Give again, exactly as written, each line of the material below starting at the line that contains "Wildlife-tally request: point out every instance of the rippled" and ending at the line that contains "the tan wooden". Both ends count, and no other line does.

┌──

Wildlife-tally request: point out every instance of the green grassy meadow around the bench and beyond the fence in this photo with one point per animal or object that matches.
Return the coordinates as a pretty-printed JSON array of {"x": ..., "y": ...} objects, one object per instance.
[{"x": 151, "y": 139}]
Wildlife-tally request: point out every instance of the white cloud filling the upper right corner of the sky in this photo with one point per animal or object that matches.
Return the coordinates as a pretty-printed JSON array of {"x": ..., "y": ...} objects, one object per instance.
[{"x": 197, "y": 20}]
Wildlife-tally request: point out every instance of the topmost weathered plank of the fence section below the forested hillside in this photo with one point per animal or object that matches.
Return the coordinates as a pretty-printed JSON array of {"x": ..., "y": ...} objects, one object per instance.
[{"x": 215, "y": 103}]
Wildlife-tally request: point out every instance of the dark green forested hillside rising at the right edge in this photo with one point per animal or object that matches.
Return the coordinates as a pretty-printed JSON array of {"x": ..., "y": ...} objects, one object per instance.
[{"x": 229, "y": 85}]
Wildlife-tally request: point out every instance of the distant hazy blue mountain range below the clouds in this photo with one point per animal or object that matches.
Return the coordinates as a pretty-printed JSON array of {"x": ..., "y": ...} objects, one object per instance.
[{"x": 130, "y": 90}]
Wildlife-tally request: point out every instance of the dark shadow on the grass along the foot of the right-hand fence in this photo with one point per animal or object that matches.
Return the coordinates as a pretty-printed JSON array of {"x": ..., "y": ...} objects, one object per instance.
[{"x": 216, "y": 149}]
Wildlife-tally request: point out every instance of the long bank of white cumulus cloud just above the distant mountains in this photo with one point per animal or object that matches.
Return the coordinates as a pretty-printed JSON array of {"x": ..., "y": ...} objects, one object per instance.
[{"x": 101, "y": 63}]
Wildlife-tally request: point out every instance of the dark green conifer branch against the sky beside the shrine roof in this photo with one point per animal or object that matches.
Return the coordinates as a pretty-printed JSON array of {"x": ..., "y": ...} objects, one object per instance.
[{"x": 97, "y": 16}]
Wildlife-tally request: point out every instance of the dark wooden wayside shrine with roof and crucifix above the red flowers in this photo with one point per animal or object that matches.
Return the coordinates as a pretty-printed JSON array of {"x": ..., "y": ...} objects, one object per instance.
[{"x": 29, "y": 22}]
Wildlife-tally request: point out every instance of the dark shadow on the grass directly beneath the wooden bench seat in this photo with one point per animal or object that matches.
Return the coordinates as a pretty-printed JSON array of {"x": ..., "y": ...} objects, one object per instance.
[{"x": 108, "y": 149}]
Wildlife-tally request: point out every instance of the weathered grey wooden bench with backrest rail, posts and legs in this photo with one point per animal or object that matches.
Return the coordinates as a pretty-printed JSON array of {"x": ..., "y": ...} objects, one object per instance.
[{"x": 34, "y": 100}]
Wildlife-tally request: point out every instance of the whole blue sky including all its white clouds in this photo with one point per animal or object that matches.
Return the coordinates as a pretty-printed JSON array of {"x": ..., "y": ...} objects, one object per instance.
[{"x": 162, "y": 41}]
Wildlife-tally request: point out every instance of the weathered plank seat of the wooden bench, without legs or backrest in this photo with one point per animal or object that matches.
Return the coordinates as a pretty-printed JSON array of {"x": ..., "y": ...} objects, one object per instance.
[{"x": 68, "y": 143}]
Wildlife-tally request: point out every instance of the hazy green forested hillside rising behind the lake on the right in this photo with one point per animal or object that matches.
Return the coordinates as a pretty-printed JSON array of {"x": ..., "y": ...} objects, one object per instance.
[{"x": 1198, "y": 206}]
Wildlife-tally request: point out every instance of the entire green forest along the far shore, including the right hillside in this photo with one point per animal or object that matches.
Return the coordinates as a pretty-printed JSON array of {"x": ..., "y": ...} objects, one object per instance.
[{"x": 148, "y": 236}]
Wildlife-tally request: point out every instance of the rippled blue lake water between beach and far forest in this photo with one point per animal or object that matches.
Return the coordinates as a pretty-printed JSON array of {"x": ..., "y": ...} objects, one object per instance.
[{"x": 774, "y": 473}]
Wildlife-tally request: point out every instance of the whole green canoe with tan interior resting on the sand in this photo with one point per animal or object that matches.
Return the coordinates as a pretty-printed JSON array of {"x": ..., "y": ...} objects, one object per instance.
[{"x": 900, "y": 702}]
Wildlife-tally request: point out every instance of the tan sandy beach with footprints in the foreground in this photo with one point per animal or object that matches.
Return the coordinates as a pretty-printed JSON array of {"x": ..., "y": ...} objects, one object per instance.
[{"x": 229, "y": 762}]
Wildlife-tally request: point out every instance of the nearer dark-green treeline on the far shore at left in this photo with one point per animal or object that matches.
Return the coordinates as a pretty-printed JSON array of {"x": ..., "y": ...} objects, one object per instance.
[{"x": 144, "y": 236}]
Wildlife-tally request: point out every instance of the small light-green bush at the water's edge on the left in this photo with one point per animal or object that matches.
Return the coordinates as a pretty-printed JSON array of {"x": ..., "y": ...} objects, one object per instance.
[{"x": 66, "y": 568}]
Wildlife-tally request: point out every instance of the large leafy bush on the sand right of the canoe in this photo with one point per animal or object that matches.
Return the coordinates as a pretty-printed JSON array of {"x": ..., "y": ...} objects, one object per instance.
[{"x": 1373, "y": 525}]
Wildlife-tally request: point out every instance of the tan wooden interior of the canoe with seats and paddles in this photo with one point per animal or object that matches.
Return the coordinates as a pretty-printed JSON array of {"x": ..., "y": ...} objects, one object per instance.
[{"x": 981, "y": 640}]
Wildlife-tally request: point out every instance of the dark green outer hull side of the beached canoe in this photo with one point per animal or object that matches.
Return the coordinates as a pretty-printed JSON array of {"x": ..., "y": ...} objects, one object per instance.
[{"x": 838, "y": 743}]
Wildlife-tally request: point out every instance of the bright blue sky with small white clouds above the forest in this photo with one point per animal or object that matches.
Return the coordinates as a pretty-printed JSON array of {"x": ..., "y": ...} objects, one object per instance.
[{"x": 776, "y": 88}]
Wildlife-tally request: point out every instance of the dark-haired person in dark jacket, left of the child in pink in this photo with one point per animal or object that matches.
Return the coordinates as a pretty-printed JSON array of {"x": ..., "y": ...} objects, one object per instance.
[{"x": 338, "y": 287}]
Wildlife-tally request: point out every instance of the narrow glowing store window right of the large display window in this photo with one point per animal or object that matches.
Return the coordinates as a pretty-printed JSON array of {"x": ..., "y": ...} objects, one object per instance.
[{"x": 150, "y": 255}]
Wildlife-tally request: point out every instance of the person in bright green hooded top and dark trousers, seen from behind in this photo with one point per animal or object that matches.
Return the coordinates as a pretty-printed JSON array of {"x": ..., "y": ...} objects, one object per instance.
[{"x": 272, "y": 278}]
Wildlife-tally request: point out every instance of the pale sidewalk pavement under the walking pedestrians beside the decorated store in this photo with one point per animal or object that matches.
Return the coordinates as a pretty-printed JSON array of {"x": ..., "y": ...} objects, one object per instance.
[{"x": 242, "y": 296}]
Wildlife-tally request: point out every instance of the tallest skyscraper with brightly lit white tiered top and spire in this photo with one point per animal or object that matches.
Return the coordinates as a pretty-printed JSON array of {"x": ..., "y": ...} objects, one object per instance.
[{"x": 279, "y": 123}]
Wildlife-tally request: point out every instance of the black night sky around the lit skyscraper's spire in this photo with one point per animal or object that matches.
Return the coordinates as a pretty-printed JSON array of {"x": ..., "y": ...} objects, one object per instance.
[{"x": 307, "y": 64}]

└──

Reply to the exercise:
Wildlife-tally request: point out every instance of the rippled blue lake water between beach and far forest in this photo with one point per animal or object that matches.
Return the coordinates as a pretty-printed JSON array of {"x": ..., "y": ...} objects, one object per instance.
[{"x": 774, "y": 473}]
Wildlife-tally request: point out every instance of the whole green canoe with tan interior resting on the sand in this photo with one point per animal or object that matches.
Return the coordinates as a pretty-printed JSON array of {"x": ..., "y": ...} objects, one object per instance.
[{"x": 900, "y": 702}]
Wildlife-tally request: point out every instance of the tan sandy beach with footprints in the foreground in this photo with one point per animal or object that matches.
Return the coordinates as a pretty-printed JSON array of {"x": ..., "y": ...} objects, one object per instance.
[{"x": 229, "y": 762}]
Wildlife-tally request: point out every instance of the nearer dark-green treeline on the far shore at left in this photo with one point per animal or object that matches.
Return the coordinates as a pretty-printed JSON array of {"x": ..., "y": ...} objects, one object per instance.
[{"x": 144, "y": 236}]
Wildlife-tally request: point out every instance of the small light-green bush at the water's edge on the left in this photo with one point per animal or object that matches.
Return the coordinates as a pretty-printed JSON array of {"x": ..., "y": ...} objects, one object per instance.
[{"x": 66, "y": 568}]
Wildlife-tally request: point out every instance of the large leafy bush on the sand right of the canoe in this photo with one point per animal or object that matches.
Return the coordinates as a pretty-printed JSON array of {"x": ..., "y": ...} objects, one object per instance.
[{"x": 1373, "y": 525}]
Wildlife-tally request: point out every instance of the tan wooden interior of the canoe with seats and paddles in this photo with one point per animal or object that matches.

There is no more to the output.